=== Records for processing ===

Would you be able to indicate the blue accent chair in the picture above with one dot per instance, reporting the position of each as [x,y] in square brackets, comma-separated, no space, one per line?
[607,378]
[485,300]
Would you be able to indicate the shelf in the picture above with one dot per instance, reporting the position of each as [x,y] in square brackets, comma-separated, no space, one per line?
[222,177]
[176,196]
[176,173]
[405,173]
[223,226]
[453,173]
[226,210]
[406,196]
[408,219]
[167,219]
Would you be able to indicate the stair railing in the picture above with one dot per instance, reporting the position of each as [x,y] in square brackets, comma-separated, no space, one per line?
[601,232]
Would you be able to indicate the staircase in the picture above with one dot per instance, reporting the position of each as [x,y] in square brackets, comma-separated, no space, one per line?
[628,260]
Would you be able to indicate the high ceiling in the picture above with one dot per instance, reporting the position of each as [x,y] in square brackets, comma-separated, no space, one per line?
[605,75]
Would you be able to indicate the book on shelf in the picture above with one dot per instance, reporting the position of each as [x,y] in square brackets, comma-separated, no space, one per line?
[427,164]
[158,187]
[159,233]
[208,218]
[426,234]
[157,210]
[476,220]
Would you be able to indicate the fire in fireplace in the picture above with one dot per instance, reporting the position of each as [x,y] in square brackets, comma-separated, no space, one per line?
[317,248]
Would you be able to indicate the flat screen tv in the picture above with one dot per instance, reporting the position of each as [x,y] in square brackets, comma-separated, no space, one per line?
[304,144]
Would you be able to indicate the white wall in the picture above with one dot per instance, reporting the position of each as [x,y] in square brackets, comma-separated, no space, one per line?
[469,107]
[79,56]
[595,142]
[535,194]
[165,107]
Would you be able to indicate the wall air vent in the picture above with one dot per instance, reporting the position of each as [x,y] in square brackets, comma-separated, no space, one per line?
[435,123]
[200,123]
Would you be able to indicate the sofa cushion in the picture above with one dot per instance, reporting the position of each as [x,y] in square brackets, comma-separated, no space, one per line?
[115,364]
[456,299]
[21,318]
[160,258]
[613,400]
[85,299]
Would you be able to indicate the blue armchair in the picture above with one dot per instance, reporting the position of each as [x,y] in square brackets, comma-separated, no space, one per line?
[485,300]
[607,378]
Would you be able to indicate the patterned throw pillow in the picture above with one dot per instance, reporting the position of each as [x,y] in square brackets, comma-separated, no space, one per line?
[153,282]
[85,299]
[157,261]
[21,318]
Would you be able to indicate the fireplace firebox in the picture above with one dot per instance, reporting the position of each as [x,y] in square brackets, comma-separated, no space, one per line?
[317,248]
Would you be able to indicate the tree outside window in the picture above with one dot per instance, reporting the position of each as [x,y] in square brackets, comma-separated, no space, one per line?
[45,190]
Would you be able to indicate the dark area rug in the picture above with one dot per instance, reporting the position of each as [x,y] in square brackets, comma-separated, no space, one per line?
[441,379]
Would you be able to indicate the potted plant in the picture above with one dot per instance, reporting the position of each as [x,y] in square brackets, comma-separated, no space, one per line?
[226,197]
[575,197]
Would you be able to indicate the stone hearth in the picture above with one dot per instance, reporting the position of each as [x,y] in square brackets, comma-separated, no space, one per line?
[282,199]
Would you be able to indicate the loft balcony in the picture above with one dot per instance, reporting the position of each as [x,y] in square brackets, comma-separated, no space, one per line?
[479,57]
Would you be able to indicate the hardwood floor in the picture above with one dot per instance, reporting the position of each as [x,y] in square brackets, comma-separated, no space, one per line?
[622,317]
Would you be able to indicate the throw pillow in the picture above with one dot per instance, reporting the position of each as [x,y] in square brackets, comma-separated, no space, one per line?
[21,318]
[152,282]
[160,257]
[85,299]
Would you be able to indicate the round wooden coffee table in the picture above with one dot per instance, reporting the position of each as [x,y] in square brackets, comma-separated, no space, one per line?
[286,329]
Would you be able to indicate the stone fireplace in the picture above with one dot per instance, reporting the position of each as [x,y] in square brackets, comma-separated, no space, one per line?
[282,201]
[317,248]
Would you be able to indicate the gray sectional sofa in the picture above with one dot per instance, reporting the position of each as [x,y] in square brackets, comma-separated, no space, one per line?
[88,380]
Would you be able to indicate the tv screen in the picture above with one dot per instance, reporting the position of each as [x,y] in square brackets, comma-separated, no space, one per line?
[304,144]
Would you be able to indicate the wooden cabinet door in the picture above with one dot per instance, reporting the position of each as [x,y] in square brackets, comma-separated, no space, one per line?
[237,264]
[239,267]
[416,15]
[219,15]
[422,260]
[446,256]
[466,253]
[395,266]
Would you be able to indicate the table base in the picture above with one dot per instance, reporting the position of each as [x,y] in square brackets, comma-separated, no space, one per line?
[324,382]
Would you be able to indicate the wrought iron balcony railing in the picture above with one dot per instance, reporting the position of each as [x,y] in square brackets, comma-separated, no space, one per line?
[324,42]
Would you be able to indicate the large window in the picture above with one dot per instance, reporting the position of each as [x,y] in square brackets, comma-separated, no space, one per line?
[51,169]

===
=== Records for processing ===

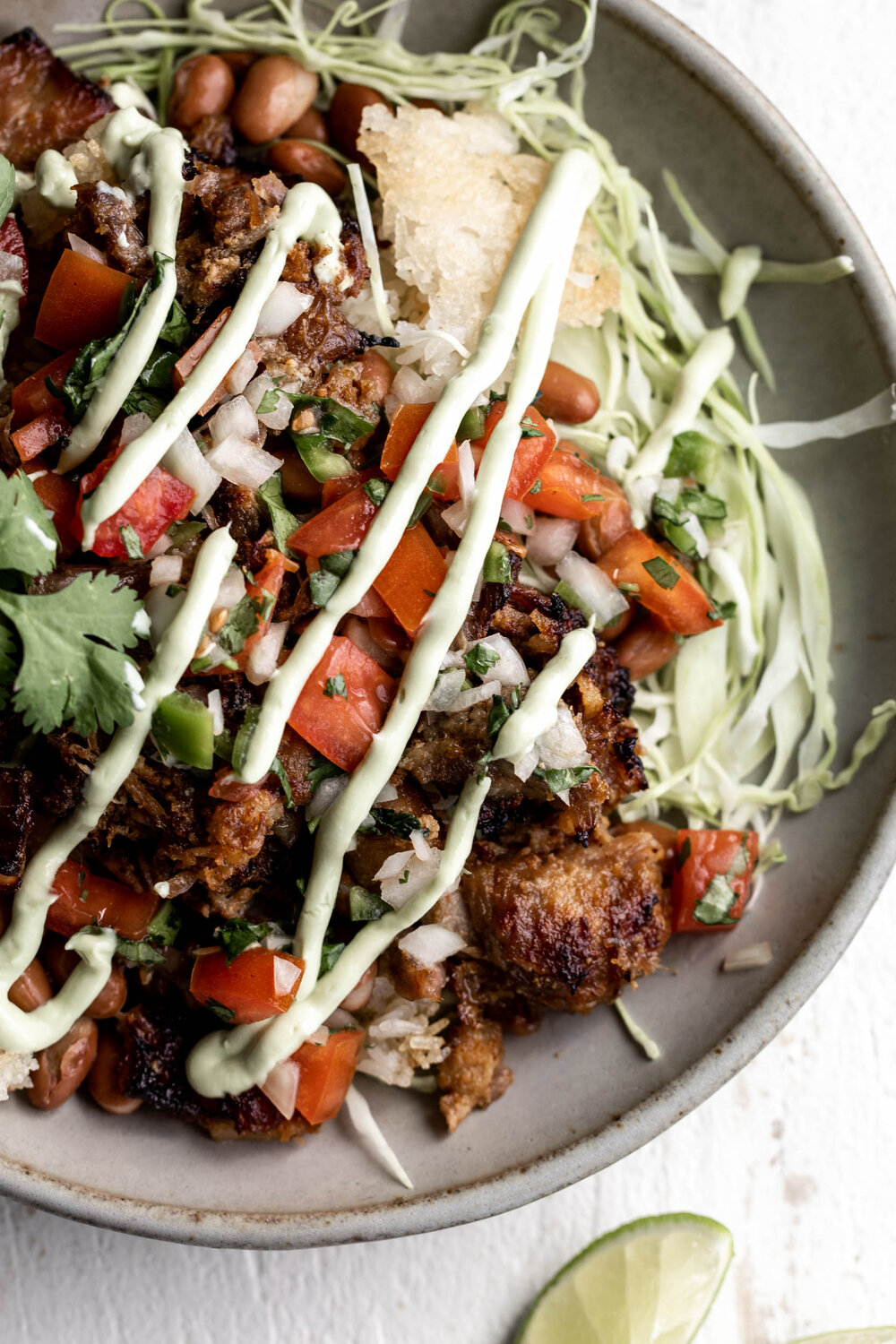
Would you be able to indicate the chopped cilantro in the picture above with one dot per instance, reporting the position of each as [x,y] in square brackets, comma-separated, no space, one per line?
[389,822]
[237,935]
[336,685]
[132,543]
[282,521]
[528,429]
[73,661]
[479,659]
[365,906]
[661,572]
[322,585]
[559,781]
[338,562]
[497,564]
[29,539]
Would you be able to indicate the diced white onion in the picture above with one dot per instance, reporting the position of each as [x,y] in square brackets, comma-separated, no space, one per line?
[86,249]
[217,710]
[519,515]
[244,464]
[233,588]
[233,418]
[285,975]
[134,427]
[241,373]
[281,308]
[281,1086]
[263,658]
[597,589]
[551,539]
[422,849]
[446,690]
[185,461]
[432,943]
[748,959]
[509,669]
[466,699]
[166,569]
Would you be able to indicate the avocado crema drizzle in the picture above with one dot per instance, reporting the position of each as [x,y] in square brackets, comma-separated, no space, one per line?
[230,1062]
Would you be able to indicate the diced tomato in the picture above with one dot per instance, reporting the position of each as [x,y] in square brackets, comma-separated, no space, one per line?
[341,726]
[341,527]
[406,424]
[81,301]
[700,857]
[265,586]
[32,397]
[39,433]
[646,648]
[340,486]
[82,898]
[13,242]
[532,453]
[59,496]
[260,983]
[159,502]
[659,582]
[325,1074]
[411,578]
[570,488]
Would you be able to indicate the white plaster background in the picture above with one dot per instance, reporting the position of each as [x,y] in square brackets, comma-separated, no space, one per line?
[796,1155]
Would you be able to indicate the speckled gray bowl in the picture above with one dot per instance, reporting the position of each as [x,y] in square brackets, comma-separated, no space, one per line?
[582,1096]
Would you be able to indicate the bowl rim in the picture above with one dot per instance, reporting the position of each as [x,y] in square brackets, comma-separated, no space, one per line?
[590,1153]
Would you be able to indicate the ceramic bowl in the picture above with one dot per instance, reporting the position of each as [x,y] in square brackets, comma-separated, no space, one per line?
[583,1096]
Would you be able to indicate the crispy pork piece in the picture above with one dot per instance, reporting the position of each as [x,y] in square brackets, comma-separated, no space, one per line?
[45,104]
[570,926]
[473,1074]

===

Which lines in the listing above contain the string "gray"? Copy each of them out whole, and count a line only if its capitalization matches.

• [Completed task]:
Would you be able to indicate the gray sectional sofa in the picture above with one dot per instance, reporting the position of each as [x,y] in square brackets, comma-separated, no space, one per line?
Would you be able to indicate the speckled gray bowl in the picture above with one dot per instance, reporting the position of each as [x,y] in square brackets, comma-separated, no space, one per line?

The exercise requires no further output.